This type of tax-code-manipulation must certainly have been happening since
the dawn of time. That, or it was written to confuse the public on purpose.

Finding, reading, learning and understanding the tax code is no mean feat for
a layman that was told nothing of it in school (none of us Canadians were
taught taxes in public school). And this is coming from a relatively smart
person who willingly reads cryptography papers and learns new programming
languages for fun.

How much more difficult does TurboTax propose that the IRS make filing? Should
we get individually filed returns notarized by our deceased relatives as well?

It usually takes me about 12-24 straight hours of work, and this is for a
simple sole-proprietorship that just tallies up income and deducts expenses.

I manage to get it done properly and on time every year, but realizing so many
schortcuts along the way that "they" could be making for us yet fail to year
after year... it's really quite infuriating.

(DATA BLOCK)

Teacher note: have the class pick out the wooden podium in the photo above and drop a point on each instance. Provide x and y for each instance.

(TASK OBJECTIVE) Swap "infuriating" for "frustrating" in the part of the tax-filing comment starting at "I manage to" and ending at "really quite infuriating.", and write out that part in full. Nothing here requires the data.

(EXERCISE SOLUTION)
I manage to get it done properly and on time every year, but realizing so many
schortcuts along the way that "they" could be making for us yet fail to year
after year... it's really quite frustrating.